Free Trade Agreements: Who Wins? Who Loses? Rethinking US Trade Policy

Free trade agreements have fostered major economic growth - but the benefits have not been shared.  Those at the top have gained substantially, while many workers have been hit with low wage competition, reduced salaries, outsourcing and unemployment. Competition from poorly regulated economies has lowered environmental and public health protections in others.  How did this happen? What changes in US trade policy and trade negotiation processes are needed to address these concerns?

 milberg.jpg William Milberg is Dean and Professor of Economics at the New School for Social Research and Co-Director of the Heilbroner Center for Capitalism Studies at The New School.  His research focuses on the relation between globalization, income distribution and economic growth, and the history and philosophy of economics.  He teaches graduate courses in international trade, political economy, the history of economic thought, and the methodology of economics. His most recent book (with Deborah Winkler) is Outsourcing Economics: Global Value Chains in Capitalist Development.  A previous book, The Crisis of Vision in Modern Economic Thought, was co-authored with the late Robert Heilbroner.

• _Given task 1_:
In the free trade text, what reason is given for the lowering of environmental and public health protections in some economies?
• _Given task 2_:
Continue the free trade agreements text, picking up right after its final sentence.

Bounding box annotation entries
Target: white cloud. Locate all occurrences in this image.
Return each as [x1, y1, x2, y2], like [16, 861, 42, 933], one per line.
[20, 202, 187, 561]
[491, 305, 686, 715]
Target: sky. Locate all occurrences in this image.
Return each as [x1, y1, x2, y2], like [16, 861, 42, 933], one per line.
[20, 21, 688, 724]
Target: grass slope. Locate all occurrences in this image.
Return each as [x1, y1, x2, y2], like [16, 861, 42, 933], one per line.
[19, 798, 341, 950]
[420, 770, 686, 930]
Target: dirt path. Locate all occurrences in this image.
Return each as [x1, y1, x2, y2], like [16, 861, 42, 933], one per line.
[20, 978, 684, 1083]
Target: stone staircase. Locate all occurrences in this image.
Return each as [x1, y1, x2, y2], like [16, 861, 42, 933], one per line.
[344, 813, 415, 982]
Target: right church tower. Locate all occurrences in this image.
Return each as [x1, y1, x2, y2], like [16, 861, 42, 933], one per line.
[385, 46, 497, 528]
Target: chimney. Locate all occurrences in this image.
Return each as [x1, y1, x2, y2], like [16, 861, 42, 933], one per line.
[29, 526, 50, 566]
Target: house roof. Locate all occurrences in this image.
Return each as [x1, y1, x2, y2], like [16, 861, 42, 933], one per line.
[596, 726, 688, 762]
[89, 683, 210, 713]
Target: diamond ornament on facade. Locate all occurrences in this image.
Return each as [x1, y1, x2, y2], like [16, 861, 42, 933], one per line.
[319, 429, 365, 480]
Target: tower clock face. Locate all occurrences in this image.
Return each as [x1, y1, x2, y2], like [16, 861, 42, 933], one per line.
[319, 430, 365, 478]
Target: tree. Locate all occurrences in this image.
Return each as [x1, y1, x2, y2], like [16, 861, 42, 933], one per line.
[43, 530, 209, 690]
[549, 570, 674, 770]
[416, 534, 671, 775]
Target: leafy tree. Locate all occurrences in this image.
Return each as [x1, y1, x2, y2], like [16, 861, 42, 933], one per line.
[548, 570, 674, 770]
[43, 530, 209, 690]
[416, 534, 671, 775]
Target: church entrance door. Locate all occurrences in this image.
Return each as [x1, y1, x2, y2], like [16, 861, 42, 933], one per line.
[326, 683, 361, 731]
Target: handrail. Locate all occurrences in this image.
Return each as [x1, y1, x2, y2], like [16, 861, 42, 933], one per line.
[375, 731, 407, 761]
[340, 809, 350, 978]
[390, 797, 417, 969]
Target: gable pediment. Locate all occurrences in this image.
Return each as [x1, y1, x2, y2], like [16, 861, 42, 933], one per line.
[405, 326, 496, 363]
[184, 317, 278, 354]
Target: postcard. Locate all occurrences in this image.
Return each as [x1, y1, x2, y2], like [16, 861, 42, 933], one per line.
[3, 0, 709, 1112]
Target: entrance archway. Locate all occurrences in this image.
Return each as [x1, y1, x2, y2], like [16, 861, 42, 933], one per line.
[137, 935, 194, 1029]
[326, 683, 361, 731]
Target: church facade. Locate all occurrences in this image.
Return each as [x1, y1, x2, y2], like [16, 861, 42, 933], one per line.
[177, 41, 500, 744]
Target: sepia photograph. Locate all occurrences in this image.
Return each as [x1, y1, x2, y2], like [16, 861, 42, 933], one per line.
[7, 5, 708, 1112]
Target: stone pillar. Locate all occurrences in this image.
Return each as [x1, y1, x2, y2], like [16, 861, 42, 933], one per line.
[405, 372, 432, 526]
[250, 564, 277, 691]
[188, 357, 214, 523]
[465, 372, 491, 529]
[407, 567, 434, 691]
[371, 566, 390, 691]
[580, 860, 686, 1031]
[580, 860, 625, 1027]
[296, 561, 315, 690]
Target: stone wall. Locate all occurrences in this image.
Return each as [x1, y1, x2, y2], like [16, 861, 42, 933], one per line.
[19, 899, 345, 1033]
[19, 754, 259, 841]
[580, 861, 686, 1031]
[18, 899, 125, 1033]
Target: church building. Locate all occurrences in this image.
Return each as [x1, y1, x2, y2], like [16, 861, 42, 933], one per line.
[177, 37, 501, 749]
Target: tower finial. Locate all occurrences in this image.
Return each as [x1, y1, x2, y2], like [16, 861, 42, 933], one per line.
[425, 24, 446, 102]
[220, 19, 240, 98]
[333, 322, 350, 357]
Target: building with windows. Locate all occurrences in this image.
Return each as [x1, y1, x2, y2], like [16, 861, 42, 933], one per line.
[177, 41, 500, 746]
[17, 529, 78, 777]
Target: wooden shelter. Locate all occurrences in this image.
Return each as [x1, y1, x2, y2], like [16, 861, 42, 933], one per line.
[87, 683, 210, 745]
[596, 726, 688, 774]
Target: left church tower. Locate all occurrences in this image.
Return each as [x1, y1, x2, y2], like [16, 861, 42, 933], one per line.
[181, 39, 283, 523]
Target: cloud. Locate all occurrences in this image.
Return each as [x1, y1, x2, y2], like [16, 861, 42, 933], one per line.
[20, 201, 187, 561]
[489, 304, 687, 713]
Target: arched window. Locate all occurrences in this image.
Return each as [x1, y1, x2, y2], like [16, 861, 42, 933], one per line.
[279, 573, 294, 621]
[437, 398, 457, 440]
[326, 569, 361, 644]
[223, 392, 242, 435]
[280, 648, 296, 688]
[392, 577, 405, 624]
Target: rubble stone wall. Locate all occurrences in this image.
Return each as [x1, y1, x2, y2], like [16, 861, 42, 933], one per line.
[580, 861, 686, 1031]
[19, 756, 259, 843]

• _Answer 1_:
Those protections were lowered because of competition from poorly regulated economies.

• _Answer 2_:
 bivens.jpg Josh Bivens is Director of Research at the Economic Policy Institute (EPI) in Washington, DC. His main areas of research are macroeconomics, globalization, social insurance and public investment. He is the author of Failure by Design: The Story Behind America’s Broken Economy and Everybody Wins Except for Most of Us: What Economics Teaches About Globalization, and is co-author of The State of Working America. He has published articles in both academic and popular venues. As a leading policy analyst, Bivens regularly testifies before the US Congress on fiscal and monetary policy and on the economic impact of regulations, and provides analyses to international organizations.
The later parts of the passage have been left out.